Produce an exact transcript of all the records.

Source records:
※ ※ ※

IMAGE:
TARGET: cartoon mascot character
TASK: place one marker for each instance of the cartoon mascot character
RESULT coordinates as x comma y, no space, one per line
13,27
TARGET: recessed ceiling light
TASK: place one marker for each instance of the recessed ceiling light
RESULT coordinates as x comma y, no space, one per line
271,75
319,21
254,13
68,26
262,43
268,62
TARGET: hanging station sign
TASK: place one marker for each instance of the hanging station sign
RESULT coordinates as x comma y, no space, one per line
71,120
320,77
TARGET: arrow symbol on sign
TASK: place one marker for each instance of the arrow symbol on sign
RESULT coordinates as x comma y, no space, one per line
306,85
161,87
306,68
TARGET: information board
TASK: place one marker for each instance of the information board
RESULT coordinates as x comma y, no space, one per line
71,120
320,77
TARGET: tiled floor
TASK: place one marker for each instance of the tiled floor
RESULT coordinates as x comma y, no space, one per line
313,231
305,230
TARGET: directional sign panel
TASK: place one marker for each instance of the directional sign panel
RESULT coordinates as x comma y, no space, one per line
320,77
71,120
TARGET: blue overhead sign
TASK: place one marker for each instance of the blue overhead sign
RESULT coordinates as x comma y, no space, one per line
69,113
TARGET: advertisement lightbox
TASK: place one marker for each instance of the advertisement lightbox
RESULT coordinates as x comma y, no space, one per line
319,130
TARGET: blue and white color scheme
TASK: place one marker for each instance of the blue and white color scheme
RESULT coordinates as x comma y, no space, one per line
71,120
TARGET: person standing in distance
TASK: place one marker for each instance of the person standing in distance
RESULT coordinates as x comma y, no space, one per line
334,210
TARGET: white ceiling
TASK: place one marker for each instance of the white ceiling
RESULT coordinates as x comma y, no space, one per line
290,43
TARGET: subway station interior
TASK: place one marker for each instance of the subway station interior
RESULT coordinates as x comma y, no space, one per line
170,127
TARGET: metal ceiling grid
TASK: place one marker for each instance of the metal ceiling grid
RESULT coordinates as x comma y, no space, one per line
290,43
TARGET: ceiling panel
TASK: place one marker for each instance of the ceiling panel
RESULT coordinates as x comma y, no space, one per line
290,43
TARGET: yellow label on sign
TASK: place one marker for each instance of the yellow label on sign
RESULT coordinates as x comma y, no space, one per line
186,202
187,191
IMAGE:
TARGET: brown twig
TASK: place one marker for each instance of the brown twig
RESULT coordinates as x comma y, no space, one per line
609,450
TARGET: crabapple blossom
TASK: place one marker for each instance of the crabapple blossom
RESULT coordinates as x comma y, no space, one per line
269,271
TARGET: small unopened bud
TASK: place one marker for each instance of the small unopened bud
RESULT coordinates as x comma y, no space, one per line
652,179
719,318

※ ※ ※

== Result ==
IMAGE:
TARGET: cartoon mascot character
TASK: place one marker for each instance of the cartoon mascot character
RESULT coordinates as x comma y, no space, one per line
13,27
TARGET: recessed ceiling light
TASK: place one marker for each instance of the recessed ceiling light
RESULT coordinates as x comma y, no space, one per line
271,75
319,21
254,13
68,26
262,43
268,62
TARGET: hanging station sign
TASK: place one marker for each instance of the hanging station sign
RESULT coordinates as x comma y, no space, one per line
71,120
320,77
TARGET: arrow symbol on sign
TASK: place one marker for each instance of the arrow symbol on sign
RESULT coordinates as x comma y, no space, one per line
306,85
161,87
306,68
TARGET: information board
TASK: place one marker for each instance of the information board
RESULT coordinates as x comma y, no space, one per line
71,120
320,77
TARGET: tiled floor
TASK: place one marker for each instance of the tiled floor
RESULT coordinates as x comma y, no space, one per line
313,231
305,230
TARGET: directional sign panel
TASK: place one marker for each instance of the directional sign panel
RESULT coordinates as x comma y, no space, one per line
320,77
71,120
TARGET: blue overhead sign
TASK: place one marker for each instance of the blue overhead sign
RESULT coordinates as x comma y, no space, one per line
69,113
TARGET: advertisement lightbox
TASK: place one marker for each instance of the advertisement lightbox
RESULT coordinates as x comma y, no space, one per line
319,130
TARGET: blue and white color scheme
TASK: place one marker for each instance of the blue and white color scheme
RESULT coordinates as x comma y, no space, one per line
71,120
TARGET: person standing in distance
TASK: place one marker for each instance of the person standing in distance
RESULT coordinates as x comma y, no space, one per line
334,210
TARGET: white ceiling
TASK: place one marker for each instance of the white ceiling
RESULT coordinates as x comma y, no space, one per line
290,43
TARGET: subway station interior
TASK: place one marker for each instance of the subway station interior
RESULT coordinates as x comma y, no space, one per line
170,127
TARGET: metal ceiling grid
TASK: place one marker for each instance of the metal ceiling grid
RESULT coordinates as x comma y, no space, one per line
290,43
TARGET: ceiling panel
TASK: place one marker for each instance of the ceiling panel
RESULT coordinates as x comma y, no space, one per line
290,43
TARGET: yellow label on sign
TASK: place one marker for each instance of the yellow label on sign
RESULT coordinates as x comma y, no space, one per line
186,202
187,191
IMAGE:
TARGET: brown twig
TASK: place one marker for each instance of the brown twig
RESULT coordinates as x comma y, no space, one per line
609,450
TARGET: crabapple blossom
TASK: place one marker for each instance of the crabapple blossom
RESULT coordinates as x comma y, no space, one per line
269,271
TARGET: small unopened bud
TASK: place one marker for each instance of the small unopened bud
RESULT coordinates as x comma y, no space, one per line
652,179
719,318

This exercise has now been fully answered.